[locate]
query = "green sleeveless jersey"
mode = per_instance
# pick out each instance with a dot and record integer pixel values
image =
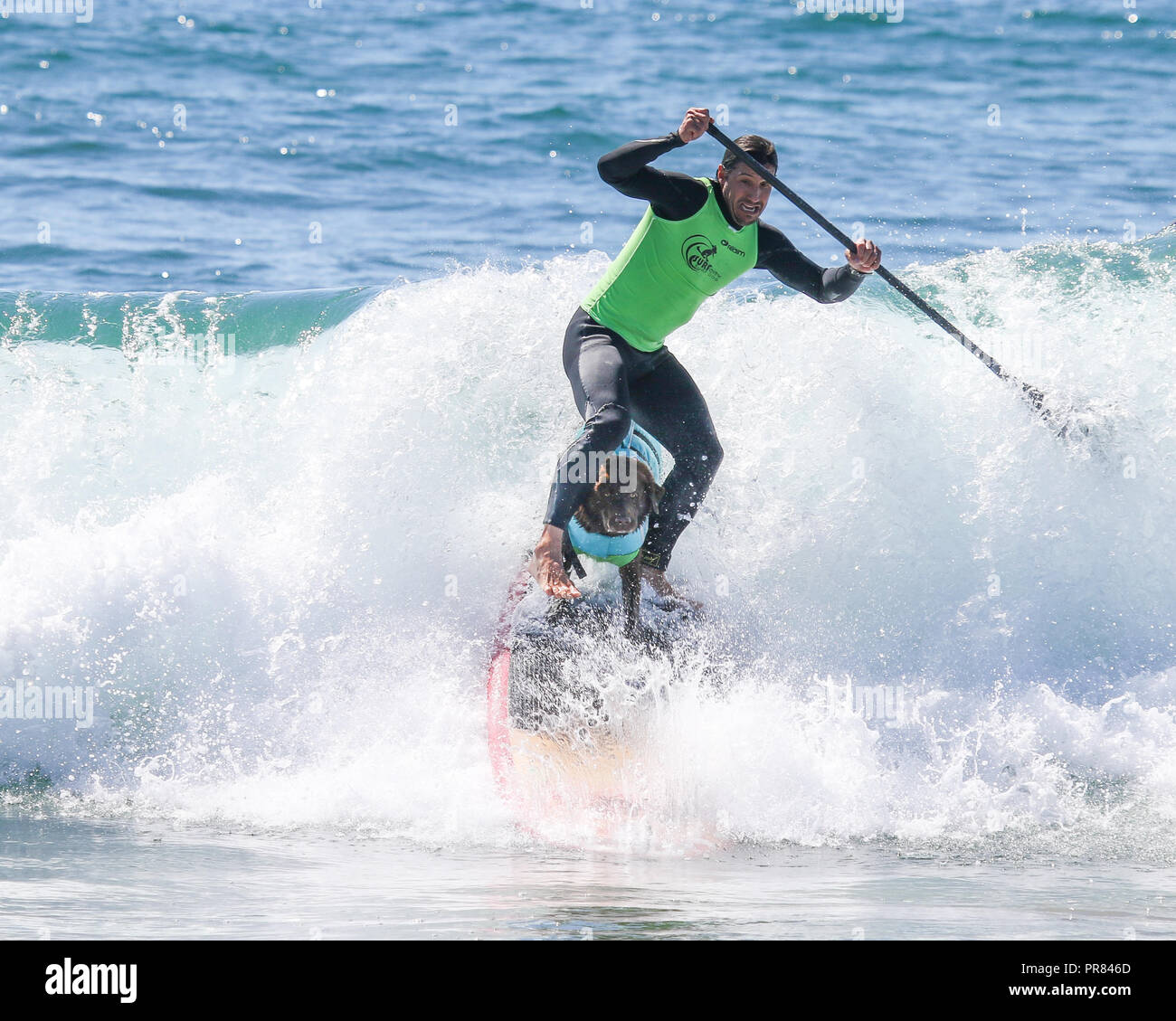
(667, 269)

================

### YOUR OBJECTIVE:
Reproduce every line of the entries, requests included, but multiply each point coordinate in the answers by 1.45 and round to the nearest whole number, rounding halves up. Omit the pictures.

### CORRECT RESULT:
[locate]
query = "green sleeveless jersey"
mode = per_instance
# pick out each instance with a dot and record integer pixel values
image =
(967, 390)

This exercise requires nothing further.